• [Problem to solve]: Copy out every line of the entries below, replacing "JSON array" with "JSON list" wherever it appears and keeping everything else the same.

• [Raw records]:
/---
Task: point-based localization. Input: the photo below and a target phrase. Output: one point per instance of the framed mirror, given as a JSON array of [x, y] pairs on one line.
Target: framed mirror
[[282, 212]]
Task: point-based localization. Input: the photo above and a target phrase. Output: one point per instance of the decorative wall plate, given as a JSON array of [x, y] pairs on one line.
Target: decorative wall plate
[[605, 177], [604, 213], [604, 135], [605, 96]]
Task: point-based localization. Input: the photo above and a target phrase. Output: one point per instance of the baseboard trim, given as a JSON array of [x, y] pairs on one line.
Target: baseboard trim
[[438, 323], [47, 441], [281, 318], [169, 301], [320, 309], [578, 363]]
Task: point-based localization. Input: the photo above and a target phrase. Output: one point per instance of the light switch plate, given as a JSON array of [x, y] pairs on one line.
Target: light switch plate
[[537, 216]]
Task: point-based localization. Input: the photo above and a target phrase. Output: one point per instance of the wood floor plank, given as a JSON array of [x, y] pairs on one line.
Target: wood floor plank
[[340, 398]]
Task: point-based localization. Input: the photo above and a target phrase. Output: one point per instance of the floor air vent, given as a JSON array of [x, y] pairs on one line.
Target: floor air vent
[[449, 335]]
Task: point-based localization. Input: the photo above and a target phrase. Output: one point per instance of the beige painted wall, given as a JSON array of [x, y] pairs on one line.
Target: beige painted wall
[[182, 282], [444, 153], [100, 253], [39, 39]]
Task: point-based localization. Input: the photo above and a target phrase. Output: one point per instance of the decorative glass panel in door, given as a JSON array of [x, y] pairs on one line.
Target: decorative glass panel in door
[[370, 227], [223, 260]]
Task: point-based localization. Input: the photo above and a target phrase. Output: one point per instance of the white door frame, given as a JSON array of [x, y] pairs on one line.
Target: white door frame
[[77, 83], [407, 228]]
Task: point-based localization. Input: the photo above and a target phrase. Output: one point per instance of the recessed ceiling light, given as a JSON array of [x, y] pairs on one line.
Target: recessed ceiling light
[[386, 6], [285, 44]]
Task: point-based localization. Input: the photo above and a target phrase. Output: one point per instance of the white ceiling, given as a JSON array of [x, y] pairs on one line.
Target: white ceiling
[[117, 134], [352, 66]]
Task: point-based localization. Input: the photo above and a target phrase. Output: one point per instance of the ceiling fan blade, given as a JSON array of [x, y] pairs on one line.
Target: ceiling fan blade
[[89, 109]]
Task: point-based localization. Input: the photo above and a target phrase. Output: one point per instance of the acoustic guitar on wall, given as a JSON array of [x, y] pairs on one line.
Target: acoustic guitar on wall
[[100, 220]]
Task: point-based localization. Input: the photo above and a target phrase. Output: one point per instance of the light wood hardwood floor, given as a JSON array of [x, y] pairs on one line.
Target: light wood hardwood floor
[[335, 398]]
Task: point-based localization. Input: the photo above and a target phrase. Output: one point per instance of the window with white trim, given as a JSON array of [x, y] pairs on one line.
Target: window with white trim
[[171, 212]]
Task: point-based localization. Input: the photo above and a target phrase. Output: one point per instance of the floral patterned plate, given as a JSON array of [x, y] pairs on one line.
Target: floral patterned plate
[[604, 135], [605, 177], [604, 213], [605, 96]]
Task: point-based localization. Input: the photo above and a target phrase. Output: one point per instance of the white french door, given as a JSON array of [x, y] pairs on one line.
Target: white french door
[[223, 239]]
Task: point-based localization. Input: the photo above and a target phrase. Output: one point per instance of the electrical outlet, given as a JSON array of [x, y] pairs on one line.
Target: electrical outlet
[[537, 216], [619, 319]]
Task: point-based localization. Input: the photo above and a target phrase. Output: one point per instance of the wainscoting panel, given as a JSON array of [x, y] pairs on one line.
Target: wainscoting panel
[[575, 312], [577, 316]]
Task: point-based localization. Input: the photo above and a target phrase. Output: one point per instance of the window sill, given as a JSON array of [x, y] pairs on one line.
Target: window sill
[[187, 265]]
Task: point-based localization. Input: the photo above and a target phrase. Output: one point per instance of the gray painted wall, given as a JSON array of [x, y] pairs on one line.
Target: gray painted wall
\---
• [Response to this task]:
Task: point-based localization. Input: the photo below and a target phrase. Output: one point per instance of the framed mirror, given as a JSON list of [x, y] pairs on one line.
Target: framed mirror
[[282, 212]]
Task: point-based localization. Input: the photo above and a target phrase. Output: one point per instance of the decorative wall plate, given as a JSON list of [x, y] pairs on one line.
Target: decorative wall plate
[[605, 177], [604, 213], [604, 135], [605, 96]]
Task: point-based localization. Input: the photo above and a target phrase. Output: one point per instance of the baseboard trim, given as a JSON list of [x, y] pairs on one line.
Target: baseboard trim
[[438, 323], [47, 441], [281, 318], [169, 301], [320, 309], [578, 363]]
Task: point-based localization. Input: the photo above and a target phrase. Output: one point per instance of the light switch plate, given as a JSON list of [x, y] pairs on one line.
Target: light switch plate
[[537, 216]]
Task: point-based localization. Input: the photo above and a target phrase. Output: one point per instance of the wood floor plank, given as a JSON list of [x, y] pairs on one line.
Target: wood floor plank
[[340, 398]]
Task: point-based localization. Input: the photo above and a target phrase. Output: one point per instance of the floor air vent, given as a JSON list of [x, y] pairs on one line.
Target: floor air vent
[[449, 335]]
Task: point-based localization. Input: the photo above and a target phrase. Output: one point per instance of the beige painted wall, given as a JSON list of [x, y] pairs on one line.
Target: beige painted wall
[[182, 282], [444, 153], [100, 253], [39, 39]]
Task: point-based localization. Input: the photo above and a target phrase. Output: one point per instance of the decorative glass panel in door, given as a JSON list of [x, y] pairs on one line.
Target: decorative glass panel in door
[[370, 227], [223, 260]]
Task: point-based localization. Input: the photo above and a target phrase. Output: one point per instance of the white door frame, given as a JSON list of [x, y] pairs on one line.
Target: white door frame
[[77, 83], [407, 228]]
Task: point-based localization. Input: the photo above and a target phrase. Output: one point per instance of the recessed ceiling light, given as a JSON list of [x, y] pairs on one line.
Target: recessed ceiling light
[[386, 6], [285, 44]]
Task: point-based localization. Input: the photo above and a target phrase. Output: one point per instance of the white ceiling, given as a JSON list of [x, y] pairs on one line.
Target: white ceiling
[[117, 134], [352, 66]]
Task: point-based localization. Input: the photo above and a target phrase. Output: one point per instance of the ceiling fan blade, given as a JSON list of [x, y] pairs on one line.
Target: ceiling fan blade
[[89, 109]]
Task: point-based localization. Input: the photo above and a target phrase. Output: one point per instance of the acoustic guitar on wall, given as a JSON list of [x, y] pairs on one line.
Target: acoustic guitar on wall
[[100, 220]]
Task: point-based localization. Input: the photo above and a target phrase. Output: one point per instance of the light wood hardwood floor, given as a JSON list of [x, y] pairs on one line.
Target: light wood hardwood floor
[[335, 398]]
Task: point-based localization. Input: the photo above and a target phrase. Output: one point per instance of the window with white trim, given as a JSON list of [x, y] pairs on one line.
Target: window with white trim
[[171, 212]]
Task: point-based localization. Input: the photo above and a target phrase. Output: one point per instance of the floral patterned plate, given as a JSON list of [x, y] pairs on one line.
Target: floral patterned plate
[[604, 135], [605, 177], [604, 213], [605, 96]]
Task: point-based localization. Input: the photo above and a target phrase. Output: one point per instance of the white french door, given as a JSON list of [x, y] pairs on one line.
Target: white french door
[[223, 239]]
Task: point-based localization. Input: the photo above and a target phrase. Output: one point per instance of the electrical outlet, given as a JSON list of [x, y] pairs on one line.
Target: electrical outlet
[[537, 216], [619, 319]]
Task: point-based localization. Input: the photo above and a target phrase. Output: one point per instance of the wainscoting panel, given as a JSON list of [x, y] pairs on one line.
Target: wainscoting panel
[[575, 312], [577, 316]]
Task: point-based localization. Input: the photo above and a target phrase. Output: one point per instance of the window sill, given as a JSON list of [x, y] pairs on one line.
Target: window sill
[[187, 265]]
Task: point-based localization. Input: the photo above and a target phrase. Output: one point per instance of the gray painted wall, given as a JSON list of [x, y] pairs on one line.
Target: gray painted wall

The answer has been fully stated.